◆ **WORK REQUEST**
Quote everything in the passage on corporate and celebrity elites from "For Mills, celebrities’" down to "for democratic power.", word for word.

PAGE TEXT below:

With financialization, common techniques of wealth-making among today’s corporate elites include tax evasion, exploitation of government resources and officials, disciplining of workers and unions, monopoly power, and use of philanthropic giving for the purposes of furthering privatization, public relations, and feeding narcissistic impulses. Among the wealthiest are a handful of multibillionaire tech giants, often lauded as visionaries, who exercise monopoly control over the means of communication, shrewdly manipulate global supply chains and workers, and profit off advertising schemes that involve surveilling masses of people and stoking social and political division among them.

For Mills, celebrities’ status in the hierarchy of the American power structure was one of subordination to political, military, and corporate elites. Since then, they have infiltrated the highest circles of corporate power through media ownership, high-value branding, and the ubiquity of social media, and they perform key legitimizing functions in the social reproduction of neoliberal capitalism as conspicuous consumers and archetypes of the self-helped, self-made, self-actualized individual. Celebrities have also infiltrated into the highest circles of political power, most notably with the presidency of Donald Trump, who not only demonstrated the culture industry’s increased political potency, but revealed the dangers of a system in which people are willing to accept affective stimulation and entertainment as substitutes for democratic power.

End of PAGE TEXT.
STORED DATA below:

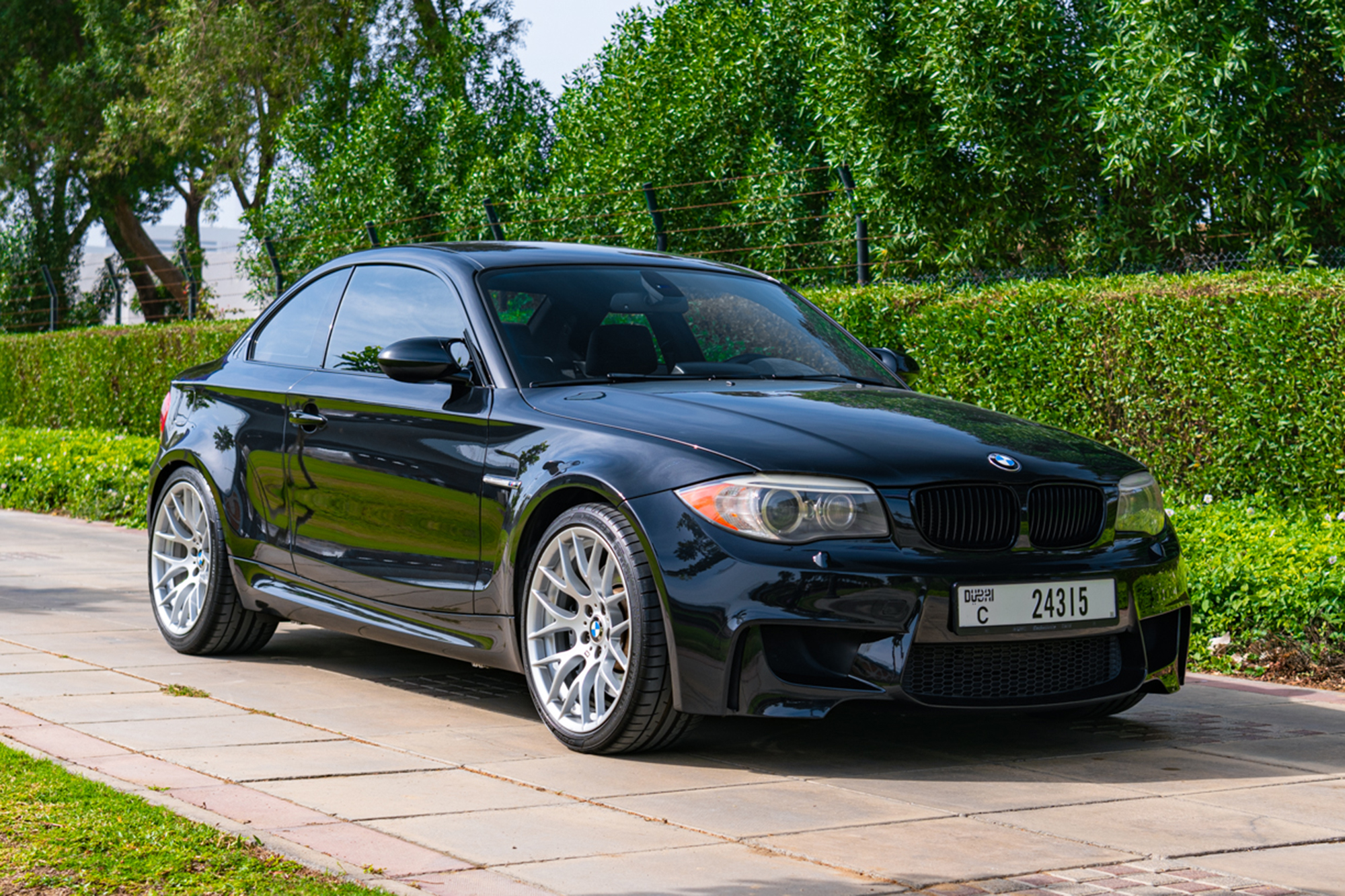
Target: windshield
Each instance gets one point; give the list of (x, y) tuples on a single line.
[(594, 323)]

End of STORED DATA.

◆ **TASK ANSWER**
For Mills, celebrities’ status in the hierarchy of the American power structure was one of subordination to political, military, and corporate elites. Since then, they have infiltrated the highest circles of corporate power through media ownership, high-value branding, and the ubiquity of social media, and they perform key legitimizing functions in the social reproduction of neoliberal capitalism as conspicuous consumers and archetypes of the self-helped, self-made, self-actualized individual. Celebrities have also infiltrated into the highest circles of political power, most notably with the presidency of Donald Trump, who not only demonstrated the culture industry’s increased political potency, but revealed the dangers of a system in which people are willing to accept affective stimulation and entertainment as substitutes for democratic power.